**Prompt 1**
List the things that the reflection on Genesis says the fun scientific explanations cover.
**Prompt 2**
Carry on the reflection on Genesis and a child's big questions, starting after its final sentence.

**Page extract**

○ ○ ○

Foundations of Faith
- Rev. Caitlin Childers Brown, Pastor and Minister of Service
- Jun 5
- 2 min read
These days our household is full of big questions from our almost four-year-old. “Momma, why is it raining?” “Dada, why are there bad people?” Our conversations are often filled with lots of trying to make sense of the world around us. Some of the questions make for fun scientific explanations about the clouds and moisture and the rain cycle. Others tug at my heart because they show that this world is not the pristine thing I want it to be for my dear little one.
In worship we find ourselves in the middle of a five-week series on the book of Genesis. Normally in our preaching and our worship calendar, Ethan and I rarely deviate from the lectionary. But, back in January as we planned for the year and looked to the summer, it felt like the right time to look back on the stories of the beginning of the Bible—and how they might shape us still today.
The first followers of Yahweh also found themselves wrestling with big issues. I imagine their curious little children were asking them the same sorts of questions that float through my house about the nature of the world or the concerns of their day. The words of Genesis attempted to explain the world they lived in and the God they followed to big and little listeners alike.

○ ○ ○

**Listed records**
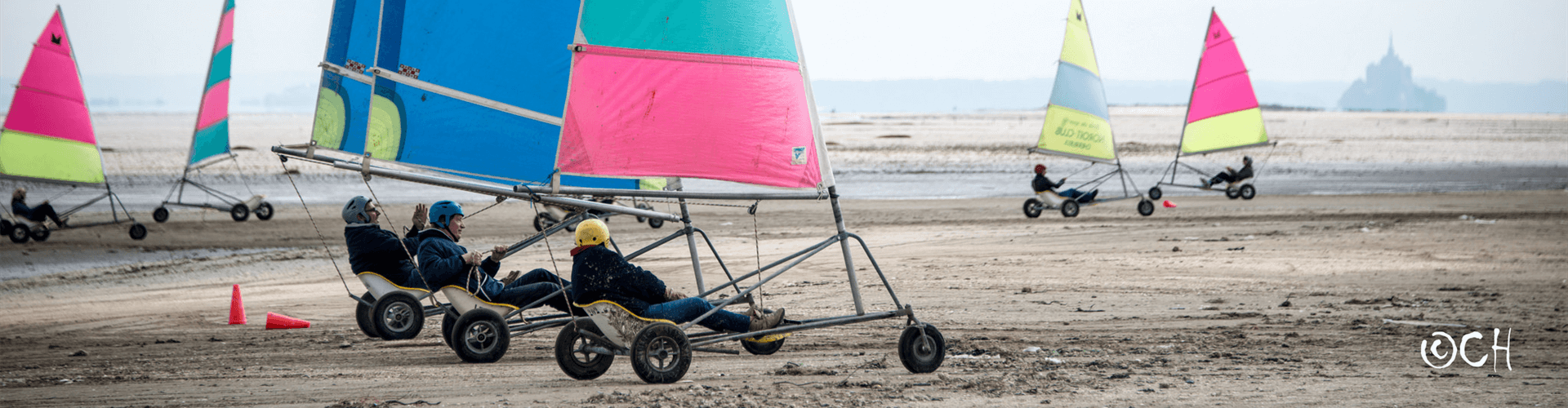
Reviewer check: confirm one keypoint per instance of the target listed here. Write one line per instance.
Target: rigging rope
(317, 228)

○ ○ ○

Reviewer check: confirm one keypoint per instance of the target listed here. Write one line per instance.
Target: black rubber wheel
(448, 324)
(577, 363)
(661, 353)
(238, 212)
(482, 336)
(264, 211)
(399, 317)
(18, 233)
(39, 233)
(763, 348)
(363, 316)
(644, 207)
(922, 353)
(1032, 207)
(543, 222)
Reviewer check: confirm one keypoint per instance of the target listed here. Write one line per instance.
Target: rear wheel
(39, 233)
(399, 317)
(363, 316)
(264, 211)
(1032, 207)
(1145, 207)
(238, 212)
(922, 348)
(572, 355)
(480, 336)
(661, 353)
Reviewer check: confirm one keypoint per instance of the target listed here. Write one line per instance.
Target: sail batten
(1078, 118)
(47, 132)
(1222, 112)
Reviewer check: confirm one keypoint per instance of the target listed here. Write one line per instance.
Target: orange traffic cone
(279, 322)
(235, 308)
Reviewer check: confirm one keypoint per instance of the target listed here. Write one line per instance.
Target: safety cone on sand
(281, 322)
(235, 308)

○ ○ ○

**Reply 1**
clouds, moisture, the rain cycle

**Reply 2**
For me, these stories have always held a mythic quality—maybe it was all the early childhood Sunday School coloring pages of Noah, Abraham, Adam and Joseph. Or maybe it was the movies on their epic tales that captivated my young imagination. But as we are reading and wrestling through these epochs in Genesis again, I am reminded that these aren't just bedtime simple stories to satiate a child’s curiosity. The stories of Genesis are the foundation for how we understand the world of Yahweh, and our place in it. These stories make use of imperfect heroes, and remind us that we all have a role in God’s world. There is so much in these 50 chapters of Genesis, and we are only spending five weeks on it. I hope as you are able to participate in worship in this series that you experience a bit of the wonder, a bit of the questions, and a bit of the work of God in the world. We all need the reminder that God is the author and perfector of our faith and of our world—and may that guide us as we go through this summer.